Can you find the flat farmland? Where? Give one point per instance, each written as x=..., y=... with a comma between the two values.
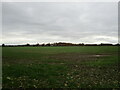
x=60, y=67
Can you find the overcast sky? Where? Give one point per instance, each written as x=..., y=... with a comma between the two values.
x=59, y=22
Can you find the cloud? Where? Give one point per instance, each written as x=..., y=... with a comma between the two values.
x=54, y=22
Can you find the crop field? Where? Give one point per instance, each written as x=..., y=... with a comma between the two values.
x=60, y=67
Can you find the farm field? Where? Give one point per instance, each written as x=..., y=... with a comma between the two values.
x=60, y=67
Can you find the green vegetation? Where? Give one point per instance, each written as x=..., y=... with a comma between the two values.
x=61, y=67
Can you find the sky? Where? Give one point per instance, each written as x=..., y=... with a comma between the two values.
x=50, y=22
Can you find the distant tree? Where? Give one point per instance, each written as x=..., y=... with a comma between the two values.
x=27, y=44
x=37, y=44
x=3, y=45
x=43, y=44
x=48, y=44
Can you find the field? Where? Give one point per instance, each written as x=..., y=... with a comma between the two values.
x=61, y=67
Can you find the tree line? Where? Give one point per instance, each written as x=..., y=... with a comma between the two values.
x=61, y=44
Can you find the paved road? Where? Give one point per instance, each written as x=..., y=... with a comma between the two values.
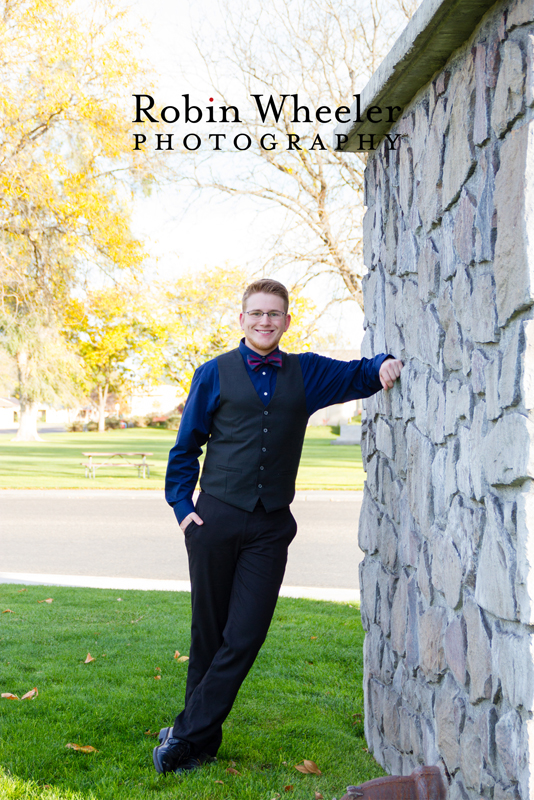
x=133, y=534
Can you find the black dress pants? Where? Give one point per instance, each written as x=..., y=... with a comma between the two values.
x=237, y=561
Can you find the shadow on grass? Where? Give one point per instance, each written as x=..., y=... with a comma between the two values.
x=302, y=699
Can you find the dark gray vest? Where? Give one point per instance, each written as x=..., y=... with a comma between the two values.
x=254, y=450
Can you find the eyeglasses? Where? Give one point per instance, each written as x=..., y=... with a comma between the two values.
x=270, y=314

### Exercise goal
Drop the pictures; repeat each entry above exactly.

### Solution
Can you find the flat farmland? Where? Give one point per instance, each written as x=..., y=... with a comma between the two values.
x=60, y=67
Can you find the overcast sky? Where? Give one point per instance, each written as x=..., y=... with a comma between the two values.
x=59, y=22
Can you find the cloud? Where? Give one point per instance, each written as x=..., y=... with a comma between the two values.
x=54, y=22
Can you find the crop field? Where? Give one point per instance, each written as x=..., y=... with a comma between the two values.
x=60, y=67
Can you find the farm field? Where? Give one point per instance, each written as x=..., y=... with a comma between the two values.
x=60, y=67
Can you find the green vegetation? Where? Give one point per instance, each written as x=..., y=... with a comma between the two values.
x=61, y=67
Can you find the sky? Where? Give one point per instance, each written as x=..., y=... with a comma between the two values.
x=50, y=22
Can you find the distant tree? Where? Give one point per instance, each written as x=..., y=... with a comma between the two values.
x=27, y=44
x=37, y=44
x=3, y=45
x=43, y=44
x=48, y=44
Can you find the field? Where? Give one point per instance, each written as x=..., y=... with a comma between the two values.
x=61, y=67
Can you find the tree line? Where? Give one point per instance, each written as x=..., y=... with a comma between the two values.
x=61, y=44
Can you find the paved road? Where? Give one point per instance, each written as x=..., y=... with a comma between the two values.
x=133, y=534
Can you find the black dress pants? Where? Give one point per instance, each written as x=..., y=... with a comma between the two values.
x=237, y=561
Can you find the shadow on grass? Where? Give one point per instance, each written as x=..., y=... with a comma between the two values.
x=302, y=699
Can you find the dark gray vest? Where? Give one point per instance, each written as x=..., y=... with a comma between the two values.
x=254, y=450
Can you find the eyeglasses? Where? Give one point per instance, each written as x=..., y=... with a comma between the two values.
x=270, y=314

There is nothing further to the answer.